-- START --

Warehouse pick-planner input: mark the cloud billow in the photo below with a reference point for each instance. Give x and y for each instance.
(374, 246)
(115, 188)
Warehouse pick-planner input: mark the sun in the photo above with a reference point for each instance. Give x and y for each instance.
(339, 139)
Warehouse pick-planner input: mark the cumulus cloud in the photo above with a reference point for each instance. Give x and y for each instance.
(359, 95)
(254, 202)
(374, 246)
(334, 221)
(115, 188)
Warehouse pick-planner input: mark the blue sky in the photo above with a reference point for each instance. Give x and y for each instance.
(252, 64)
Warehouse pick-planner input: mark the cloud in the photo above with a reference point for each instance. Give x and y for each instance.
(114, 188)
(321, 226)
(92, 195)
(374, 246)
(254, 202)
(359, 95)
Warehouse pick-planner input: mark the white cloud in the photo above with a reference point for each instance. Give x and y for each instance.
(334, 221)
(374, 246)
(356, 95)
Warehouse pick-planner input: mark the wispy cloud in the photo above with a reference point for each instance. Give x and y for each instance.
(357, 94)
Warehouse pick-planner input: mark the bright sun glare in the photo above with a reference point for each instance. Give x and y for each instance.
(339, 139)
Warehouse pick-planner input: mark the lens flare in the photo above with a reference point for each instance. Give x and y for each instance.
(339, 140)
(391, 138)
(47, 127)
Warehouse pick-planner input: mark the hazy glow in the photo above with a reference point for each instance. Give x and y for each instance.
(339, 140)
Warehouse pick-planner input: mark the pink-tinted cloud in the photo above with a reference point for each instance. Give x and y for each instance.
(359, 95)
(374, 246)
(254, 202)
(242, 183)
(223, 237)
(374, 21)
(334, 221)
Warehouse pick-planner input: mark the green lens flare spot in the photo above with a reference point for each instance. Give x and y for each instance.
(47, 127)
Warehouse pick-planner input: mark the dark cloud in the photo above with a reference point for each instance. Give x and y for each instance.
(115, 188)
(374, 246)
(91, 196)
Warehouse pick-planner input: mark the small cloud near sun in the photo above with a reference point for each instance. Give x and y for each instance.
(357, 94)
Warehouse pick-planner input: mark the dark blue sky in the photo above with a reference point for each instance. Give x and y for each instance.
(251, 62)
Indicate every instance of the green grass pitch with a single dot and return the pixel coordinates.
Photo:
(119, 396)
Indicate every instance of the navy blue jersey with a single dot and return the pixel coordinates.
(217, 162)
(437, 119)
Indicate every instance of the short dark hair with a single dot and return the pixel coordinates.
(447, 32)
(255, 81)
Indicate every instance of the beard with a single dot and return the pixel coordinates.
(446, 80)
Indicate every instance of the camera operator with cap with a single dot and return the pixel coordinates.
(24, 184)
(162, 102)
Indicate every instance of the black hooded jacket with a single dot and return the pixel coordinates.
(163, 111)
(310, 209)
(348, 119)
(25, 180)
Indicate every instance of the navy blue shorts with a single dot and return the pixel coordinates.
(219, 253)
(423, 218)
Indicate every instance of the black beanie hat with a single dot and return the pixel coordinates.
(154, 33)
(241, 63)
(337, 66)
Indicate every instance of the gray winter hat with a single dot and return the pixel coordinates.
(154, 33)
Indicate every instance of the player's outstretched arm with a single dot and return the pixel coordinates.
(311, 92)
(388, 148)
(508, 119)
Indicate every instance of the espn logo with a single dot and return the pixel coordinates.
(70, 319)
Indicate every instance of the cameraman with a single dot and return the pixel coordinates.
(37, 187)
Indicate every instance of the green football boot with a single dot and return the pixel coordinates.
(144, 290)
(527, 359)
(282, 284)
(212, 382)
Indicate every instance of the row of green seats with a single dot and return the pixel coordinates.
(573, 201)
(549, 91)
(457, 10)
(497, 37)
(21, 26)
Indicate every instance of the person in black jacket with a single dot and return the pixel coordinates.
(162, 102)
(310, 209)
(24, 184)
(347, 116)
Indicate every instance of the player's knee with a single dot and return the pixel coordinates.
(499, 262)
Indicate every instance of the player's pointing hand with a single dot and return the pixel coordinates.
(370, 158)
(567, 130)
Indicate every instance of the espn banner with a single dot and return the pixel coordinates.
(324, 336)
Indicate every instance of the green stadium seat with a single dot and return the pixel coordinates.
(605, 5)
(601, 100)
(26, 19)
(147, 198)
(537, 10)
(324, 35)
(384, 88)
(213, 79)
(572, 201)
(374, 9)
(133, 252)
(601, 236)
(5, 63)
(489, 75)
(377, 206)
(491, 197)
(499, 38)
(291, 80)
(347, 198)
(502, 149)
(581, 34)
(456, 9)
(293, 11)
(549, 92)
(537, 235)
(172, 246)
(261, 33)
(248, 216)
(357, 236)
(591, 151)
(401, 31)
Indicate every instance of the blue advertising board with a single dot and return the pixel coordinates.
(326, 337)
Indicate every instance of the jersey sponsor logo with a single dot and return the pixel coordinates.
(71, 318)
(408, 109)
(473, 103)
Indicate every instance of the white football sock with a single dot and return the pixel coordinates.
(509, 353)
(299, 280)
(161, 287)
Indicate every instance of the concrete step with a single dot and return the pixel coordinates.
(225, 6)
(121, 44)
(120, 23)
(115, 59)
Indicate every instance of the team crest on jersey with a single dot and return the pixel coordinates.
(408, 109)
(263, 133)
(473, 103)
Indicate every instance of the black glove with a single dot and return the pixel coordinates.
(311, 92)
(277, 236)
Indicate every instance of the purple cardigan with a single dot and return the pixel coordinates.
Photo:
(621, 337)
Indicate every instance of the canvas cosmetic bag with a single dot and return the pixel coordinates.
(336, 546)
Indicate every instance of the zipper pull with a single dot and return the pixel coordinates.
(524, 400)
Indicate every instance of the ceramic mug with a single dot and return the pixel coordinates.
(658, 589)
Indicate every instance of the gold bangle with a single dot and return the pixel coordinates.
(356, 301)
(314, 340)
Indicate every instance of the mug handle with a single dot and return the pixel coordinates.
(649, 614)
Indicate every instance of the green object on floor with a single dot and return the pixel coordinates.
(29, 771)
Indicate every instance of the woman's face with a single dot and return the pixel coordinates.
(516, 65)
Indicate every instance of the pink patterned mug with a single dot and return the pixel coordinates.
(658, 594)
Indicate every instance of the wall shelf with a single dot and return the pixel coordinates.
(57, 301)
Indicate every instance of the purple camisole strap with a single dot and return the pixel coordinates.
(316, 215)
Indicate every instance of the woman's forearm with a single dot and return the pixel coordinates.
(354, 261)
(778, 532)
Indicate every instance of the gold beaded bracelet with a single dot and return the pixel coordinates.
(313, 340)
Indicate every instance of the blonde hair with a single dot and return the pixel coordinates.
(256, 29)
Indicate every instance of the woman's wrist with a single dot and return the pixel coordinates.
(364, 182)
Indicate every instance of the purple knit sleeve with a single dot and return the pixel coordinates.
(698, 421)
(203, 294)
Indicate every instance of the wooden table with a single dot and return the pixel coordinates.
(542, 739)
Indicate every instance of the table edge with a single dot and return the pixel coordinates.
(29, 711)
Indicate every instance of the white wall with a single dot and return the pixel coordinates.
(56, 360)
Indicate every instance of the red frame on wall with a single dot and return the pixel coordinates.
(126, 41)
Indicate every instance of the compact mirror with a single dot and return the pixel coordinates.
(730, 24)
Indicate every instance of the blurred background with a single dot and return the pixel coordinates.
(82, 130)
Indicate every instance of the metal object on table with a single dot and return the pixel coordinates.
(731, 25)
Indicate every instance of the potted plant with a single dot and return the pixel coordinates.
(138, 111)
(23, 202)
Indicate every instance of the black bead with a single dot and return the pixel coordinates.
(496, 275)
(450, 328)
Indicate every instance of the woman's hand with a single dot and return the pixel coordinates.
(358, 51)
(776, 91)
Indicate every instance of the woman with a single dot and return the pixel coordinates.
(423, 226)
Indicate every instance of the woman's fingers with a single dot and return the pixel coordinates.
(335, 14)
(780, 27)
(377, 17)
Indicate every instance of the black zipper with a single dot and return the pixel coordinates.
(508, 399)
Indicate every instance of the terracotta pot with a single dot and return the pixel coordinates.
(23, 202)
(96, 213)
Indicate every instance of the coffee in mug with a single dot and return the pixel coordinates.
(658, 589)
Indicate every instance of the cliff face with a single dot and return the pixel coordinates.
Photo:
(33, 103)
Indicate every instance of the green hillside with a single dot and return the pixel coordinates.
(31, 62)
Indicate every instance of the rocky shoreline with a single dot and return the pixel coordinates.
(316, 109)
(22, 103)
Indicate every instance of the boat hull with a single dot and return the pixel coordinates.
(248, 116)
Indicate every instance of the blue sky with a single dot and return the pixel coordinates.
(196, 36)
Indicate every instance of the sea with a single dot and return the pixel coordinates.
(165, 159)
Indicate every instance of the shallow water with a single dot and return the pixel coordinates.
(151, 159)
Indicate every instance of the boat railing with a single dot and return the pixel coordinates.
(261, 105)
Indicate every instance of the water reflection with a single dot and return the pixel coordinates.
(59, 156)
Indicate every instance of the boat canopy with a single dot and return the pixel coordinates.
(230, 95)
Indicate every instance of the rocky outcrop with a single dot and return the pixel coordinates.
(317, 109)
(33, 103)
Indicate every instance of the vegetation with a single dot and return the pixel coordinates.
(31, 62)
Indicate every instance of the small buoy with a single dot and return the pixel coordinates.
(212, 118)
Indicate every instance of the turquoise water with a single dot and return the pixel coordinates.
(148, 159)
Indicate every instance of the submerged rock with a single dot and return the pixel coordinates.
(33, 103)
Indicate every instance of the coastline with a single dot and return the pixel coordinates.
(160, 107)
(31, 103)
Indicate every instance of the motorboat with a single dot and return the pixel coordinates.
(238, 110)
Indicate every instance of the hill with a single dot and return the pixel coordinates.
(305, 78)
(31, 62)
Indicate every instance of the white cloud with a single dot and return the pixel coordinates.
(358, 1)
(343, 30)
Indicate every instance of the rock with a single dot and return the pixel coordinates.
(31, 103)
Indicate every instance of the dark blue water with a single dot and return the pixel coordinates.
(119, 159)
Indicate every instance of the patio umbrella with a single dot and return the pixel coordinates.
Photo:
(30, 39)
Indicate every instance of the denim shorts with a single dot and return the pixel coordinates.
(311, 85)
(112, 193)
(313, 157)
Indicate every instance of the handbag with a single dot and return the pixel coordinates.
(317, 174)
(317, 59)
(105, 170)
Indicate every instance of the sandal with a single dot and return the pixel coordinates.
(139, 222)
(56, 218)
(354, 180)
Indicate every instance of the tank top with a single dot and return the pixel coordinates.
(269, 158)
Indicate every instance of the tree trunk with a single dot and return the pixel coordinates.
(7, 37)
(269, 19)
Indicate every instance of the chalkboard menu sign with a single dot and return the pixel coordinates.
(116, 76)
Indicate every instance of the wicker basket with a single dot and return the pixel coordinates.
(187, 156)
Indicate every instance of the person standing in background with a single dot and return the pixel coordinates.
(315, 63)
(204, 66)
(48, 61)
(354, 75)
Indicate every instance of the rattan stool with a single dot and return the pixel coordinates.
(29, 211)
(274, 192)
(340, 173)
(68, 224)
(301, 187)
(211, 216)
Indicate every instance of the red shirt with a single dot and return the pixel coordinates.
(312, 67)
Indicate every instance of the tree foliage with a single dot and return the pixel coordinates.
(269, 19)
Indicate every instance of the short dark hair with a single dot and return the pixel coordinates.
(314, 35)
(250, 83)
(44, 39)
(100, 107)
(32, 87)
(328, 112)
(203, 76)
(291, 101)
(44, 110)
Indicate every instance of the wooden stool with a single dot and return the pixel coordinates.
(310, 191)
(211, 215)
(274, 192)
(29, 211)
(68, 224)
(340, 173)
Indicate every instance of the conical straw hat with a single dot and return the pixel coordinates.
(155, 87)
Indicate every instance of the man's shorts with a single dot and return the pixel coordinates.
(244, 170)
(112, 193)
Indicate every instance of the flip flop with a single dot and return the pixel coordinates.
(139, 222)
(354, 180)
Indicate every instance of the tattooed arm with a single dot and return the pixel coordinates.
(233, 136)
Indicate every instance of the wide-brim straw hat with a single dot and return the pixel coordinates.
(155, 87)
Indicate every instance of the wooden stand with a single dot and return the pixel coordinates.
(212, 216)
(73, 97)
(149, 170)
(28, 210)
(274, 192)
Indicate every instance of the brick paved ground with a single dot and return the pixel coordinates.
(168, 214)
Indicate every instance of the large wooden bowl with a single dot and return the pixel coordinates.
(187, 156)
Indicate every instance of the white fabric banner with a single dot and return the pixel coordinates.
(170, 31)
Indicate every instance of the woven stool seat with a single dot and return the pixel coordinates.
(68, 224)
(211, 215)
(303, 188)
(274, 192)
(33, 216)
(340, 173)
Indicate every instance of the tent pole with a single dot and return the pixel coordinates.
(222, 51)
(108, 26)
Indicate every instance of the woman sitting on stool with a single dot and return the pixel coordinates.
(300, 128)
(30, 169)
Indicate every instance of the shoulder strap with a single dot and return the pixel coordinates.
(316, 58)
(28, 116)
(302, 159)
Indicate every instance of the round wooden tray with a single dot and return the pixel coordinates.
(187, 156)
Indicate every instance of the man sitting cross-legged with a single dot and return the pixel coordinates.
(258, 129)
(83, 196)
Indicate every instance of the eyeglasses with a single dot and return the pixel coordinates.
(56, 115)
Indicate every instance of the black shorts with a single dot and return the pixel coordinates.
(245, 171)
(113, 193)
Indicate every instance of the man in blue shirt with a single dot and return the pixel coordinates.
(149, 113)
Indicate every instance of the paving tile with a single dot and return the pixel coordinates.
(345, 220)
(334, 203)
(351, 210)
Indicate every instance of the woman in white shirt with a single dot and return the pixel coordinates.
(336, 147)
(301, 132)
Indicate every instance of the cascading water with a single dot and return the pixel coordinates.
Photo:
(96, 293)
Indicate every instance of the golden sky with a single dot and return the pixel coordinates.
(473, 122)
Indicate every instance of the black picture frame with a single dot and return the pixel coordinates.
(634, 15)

-- END --

Quote every line from the line containing "Indicate every instance of the man sitting" through the closing line of the listing, including both.

Written answer:
Indicate every instance of the man sitting cross-legged with a single dot and return the pixel coordinates.
(258, 129)
(83, 196)
Indicate every instance of the eyeglasses with a single dot and return the pixel coordinates.
(56, 115)
Indicate every instance of the black shorts with a single dot and return the pixel coordinates.
(245, 171)
(113, 193)
Indicate every instance of the man in blue shirt with a single dot and return the pixel coordinates.
(149, 113)
Indicate every instance of the paving tile with a single dot and return the pixel coordinates.
(345, 220)
(334, 203)
(351, 210)
Indicate every instance of the woman in white shirt with a single dot and return the pixel coordinates.
(336, 147)
(301, 132)
Indicate every instance of the cascading water with a single dot and return the pixel coordinates.
Photo:
(96, 293)
Indicate every instance of the golden sky with a single dot and return the pixel coordinates.
(473, 122)
Indicate every instance of the black picture frame with a single dot and return the pixel coordinates.
(634, 15)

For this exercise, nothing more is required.